** START OF EXTRACT **

Except for subtraction, all of the reduction operators are associative and the compiler can freely reassociate the computation of the final value. The partial results of a subtraction reduction are added to form the final value.
The value of the shared variable becomes undefined when the first thread reaches the clause containing the reduction, and it remains undefined until the reduction computation is complete. Normally, the computation is complete at the end of the REDUCTION construct. However, if you use the REDUCTION clause on a construct to which NOWAIT is also applied, the shared variable remains undefined until a barrier synchronization has been performed. This ensures that all of the threads have completed the REDUCTION clause.

** END OF EXTRACT **
** START OF RECORDED INFORMATION **

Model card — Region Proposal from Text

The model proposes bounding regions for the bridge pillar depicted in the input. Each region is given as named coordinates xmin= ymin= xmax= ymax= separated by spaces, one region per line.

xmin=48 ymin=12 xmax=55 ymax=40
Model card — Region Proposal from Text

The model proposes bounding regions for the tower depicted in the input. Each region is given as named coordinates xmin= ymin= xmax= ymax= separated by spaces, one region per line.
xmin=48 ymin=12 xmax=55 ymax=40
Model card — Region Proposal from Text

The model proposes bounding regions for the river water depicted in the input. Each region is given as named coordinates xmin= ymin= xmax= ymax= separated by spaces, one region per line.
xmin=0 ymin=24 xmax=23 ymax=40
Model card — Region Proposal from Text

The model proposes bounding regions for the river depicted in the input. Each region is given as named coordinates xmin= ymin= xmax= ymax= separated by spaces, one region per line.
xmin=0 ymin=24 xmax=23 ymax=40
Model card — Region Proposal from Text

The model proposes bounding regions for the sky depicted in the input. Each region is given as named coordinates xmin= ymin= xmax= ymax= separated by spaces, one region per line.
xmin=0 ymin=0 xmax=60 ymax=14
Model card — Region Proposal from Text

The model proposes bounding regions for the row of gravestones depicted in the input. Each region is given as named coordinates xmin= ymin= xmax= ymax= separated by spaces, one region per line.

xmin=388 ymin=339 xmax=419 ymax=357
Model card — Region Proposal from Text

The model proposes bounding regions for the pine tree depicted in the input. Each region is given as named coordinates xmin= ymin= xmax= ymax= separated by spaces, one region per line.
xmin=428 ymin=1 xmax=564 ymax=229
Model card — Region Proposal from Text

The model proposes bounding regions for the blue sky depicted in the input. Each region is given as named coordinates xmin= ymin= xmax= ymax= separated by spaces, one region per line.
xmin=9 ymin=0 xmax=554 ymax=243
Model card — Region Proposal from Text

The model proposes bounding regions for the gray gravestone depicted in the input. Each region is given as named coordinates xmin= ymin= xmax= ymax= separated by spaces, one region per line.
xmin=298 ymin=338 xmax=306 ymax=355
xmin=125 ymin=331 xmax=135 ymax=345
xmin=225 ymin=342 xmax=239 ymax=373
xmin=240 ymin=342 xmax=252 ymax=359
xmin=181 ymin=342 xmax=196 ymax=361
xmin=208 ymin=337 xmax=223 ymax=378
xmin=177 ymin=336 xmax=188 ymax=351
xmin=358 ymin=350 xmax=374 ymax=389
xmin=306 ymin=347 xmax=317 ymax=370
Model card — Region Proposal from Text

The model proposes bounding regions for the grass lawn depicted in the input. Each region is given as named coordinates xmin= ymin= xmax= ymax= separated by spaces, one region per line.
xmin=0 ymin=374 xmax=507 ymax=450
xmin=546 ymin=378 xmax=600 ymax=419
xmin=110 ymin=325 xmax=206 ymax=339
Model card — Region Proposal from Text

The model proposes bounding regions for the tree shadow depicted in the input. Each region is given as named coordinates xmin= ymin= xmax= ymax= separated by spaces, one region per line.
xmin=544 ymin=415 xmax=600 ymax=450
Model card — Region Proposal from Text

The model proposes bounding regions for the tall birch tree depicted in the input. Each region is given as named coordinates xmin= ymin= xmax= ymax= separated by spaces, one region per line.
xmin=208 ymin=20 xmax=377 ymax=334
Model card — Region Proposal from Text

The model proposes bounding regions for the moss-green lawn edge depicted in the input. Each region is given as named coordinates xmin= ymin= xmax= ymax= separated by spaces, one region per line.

** END OF RECORDED INFORMATION **

# EXERCISE 1
In the reduction passage, how are the partial results of a subtraction reduction combined into the final value?
# EXERCISE 2
Write the next part of the reduction passage, starting after its last sentence.
The listing has no connection to the reduction passage.

# TASK ANSWER 1
They are added together.

# TASK ANSWER 2
The REDUCTION clause is intended to be used on a region or worksharing construct in which the reduction variable is used only in reduction statements having one of the following forms:
x = x operator expr x = expr operator x (except for subtraction) x = intrinsic (x,expr) x = intrinsic (expr, x) |
Some reductions can be expressed in other forms. For instance, a MAX reduction might be expressed as follows:
IF (x .LT. expr) x = expr |
Alternatively, the reduction might be hidden inside a subroutine call. Be careful that the operator specified in the REDUCTION clause matches the reduction operation.
Table 6-2 lists the valid operators and intrinsics and their canonical initialization values. The actual initialization value will be consistent with the data type of the reduction variable.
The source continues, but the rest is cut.